Work instruction
Nothing but the lines from the one containing "Query: gray background wall" to the end of the data should be returned, each exactly as written.

Given records
⁂
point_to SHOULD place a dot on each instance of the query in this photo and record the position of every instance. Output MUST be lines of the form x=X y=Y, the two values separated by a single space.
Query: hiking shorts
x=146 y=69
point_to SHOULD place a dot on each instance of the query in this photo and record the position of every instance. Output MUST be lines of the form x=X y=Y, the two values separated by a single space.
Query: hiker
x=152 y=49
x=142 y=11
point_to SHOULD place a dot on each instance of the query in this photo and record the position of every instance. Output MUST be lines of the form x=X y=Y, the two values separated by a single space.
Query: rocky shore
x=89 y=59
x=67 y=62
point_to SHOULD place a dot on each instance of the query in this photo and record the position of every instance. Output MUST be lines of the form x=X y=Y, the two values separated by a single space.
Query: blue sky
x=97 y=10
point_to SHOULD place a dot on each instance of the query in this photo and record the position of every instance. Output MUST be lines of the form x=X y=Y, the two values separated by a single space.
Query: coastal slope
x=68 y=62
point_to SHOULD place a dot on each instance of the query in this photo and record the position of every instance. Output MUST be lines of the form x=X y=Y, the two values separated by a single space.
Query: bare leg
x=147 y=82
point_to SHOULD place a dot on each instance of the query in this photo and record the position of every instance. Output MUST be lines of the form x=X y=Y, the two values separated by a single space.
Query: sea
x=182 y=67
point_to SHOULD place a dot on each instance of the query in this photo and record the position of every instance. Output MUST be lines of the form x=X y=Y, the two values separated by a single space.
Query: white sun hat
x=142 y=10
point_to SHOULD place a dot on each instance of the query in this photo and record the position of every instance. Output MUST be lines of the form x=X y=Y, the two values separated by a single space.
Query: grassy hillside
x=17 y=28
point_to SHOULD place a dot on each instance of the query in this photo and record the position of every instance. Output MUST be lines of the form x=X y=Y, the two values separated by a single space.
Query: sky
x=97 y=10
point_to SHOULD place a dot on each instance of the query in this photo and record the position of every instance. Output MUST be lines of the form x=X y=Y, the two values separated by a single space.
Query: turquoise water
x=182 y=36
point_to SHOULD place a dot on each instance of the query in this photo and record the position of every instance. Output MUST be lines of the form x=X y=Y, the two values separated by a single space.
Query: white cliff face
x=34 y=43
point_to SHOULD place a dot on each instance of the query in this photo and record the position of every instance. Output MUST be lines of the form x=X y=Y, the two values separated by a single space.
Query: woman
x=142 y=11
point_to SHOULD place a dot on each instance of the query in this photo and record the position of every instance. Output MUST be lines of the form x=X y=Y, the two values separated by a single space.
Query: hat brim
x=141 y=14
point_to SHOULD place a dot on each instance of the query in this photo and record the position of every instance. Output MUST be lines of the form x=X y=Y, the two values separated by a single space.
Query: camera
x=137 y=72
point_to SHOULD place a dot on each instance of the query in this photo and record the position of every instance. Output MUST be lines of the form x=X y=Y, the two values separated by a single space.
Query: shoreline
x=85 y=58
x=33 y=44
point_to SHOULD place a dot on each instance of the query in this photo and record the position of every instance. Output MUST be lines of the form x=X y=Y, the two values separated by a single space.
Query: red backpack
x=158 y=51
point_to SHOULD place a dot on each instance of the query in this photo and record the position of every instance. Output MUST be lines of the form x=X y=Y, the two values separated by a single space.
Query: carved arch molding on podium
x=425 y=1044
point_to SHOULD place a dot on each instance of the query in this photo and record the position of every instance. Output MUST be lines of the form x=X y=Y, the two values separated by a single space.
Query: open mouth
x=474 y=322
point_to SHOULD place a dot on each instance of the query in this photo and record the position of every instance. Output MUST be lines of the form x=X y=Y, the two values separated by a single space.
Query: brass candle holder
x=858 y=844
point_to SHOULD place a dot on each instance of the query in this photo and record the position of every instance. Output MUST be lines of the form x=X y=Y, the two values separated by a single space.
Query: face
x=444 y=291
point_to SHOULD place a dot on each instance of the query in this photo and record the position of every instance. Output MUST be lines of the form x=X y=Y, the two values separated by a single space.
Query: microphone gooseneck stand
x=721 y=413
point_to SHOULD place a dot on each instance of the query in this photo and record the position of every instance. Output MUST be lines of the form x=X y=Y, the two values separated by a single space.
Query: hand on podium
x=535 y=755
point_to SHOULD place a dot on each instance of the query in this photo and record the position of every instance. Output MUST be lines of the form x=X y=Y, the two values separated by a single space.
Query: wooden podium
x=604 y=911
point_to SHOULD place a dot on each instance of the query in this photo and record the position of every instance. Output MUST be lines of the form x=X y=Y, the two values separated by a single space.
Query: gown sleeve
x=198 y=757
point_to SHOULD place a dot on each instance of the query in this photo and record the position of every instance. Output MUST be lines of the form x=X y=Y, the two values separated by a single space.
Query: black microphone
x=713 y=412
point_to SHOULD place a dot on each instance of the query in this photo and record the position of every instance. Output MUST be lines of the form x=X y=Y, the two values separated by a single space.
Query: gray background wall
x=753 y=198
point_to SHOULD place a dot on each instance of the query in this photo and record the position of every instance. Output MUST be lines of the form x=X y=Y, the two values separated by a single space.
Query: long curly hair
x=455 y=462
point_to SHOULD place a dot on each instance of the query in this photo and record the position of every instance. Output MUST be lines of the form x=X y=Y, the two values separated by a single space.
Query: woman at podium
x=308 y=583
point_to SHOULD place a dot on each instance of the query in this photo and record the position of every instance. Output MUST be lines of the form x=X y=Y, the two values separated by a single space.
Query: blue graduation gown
⁂
Completed exercise
Query: gray background wall
x=753 y=198
point_to SHOULD place a dot on each instance of the query in this photo and record the position of every instance. Output MUST be lines of the form x=X y=Y, the two values separated by a single space.
Query: long curly hair
x=455 y=462
point_to SHOULD place a dot on each instance of the query in this photo and record the position of every instance. Output MUST be lines of the form x=X y=Y, the two values separated by a single space.
Query: woman at podium
x=308 y=583
point_to SHOULD place a dot on each instance of the query in this photo and record the position of every instance. Output MUST be lines of the form x=X y=Y, the two values separated by a single space.
Query: blue graduation gown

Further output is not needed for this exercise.